**Task brief**: Across the entries below, work out how many lines contain "wooden". Please give the number only.

[Collected data entries]
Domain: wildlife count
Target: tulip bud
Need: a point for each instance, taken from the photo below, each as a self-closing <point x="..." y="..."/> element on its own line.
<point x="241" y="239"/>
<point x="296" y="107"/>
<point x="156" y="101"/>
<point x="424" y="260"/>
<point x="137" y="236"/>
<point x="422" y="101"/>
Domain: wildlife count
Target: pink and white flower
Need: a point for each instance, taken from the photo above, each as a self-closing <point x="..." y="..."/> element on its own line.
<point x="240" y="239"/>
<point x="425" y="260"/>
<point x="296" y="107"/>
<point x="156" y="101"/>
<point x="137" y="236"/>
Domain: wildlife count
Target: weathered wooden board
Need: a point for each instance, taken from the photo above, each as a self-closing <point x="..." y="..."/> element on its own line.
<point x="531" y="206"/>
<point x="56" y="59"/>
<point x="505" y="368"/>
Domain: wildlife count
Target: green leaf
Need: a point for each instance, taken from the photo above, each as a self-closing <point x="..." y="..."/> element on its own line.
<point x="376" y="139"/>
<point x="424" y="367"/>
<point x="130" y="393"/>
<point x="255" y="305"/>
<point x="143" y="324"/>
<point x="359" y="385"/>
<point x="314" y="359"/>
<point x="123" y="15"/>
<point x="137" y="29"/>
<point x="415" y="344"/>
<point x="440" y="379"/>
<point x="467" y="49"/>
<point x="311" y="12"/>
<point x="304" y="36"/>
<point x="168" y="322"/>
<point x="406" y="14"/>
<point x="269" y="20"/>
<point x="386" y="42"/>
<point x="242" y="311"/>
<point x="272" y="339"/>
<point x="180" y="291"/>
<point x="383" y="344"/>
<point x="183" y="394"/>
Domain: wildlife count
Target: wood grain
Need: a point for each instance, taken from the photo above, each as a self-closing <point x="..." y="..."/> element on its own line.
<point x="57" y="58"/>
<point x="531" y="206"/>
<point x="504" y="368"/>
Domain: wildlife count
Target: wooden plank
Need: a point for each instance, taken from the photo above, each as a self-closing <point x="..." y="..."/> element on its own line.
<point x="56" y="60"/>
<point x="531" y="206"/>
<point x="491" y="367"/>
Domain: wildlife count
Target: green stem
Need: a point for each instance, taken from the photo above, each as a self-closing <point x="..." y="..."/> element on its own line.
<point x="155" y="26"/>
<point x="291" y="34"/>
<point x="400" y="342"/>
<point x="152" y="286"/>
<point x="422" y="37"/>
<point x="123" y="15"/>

**Result for this task**: 2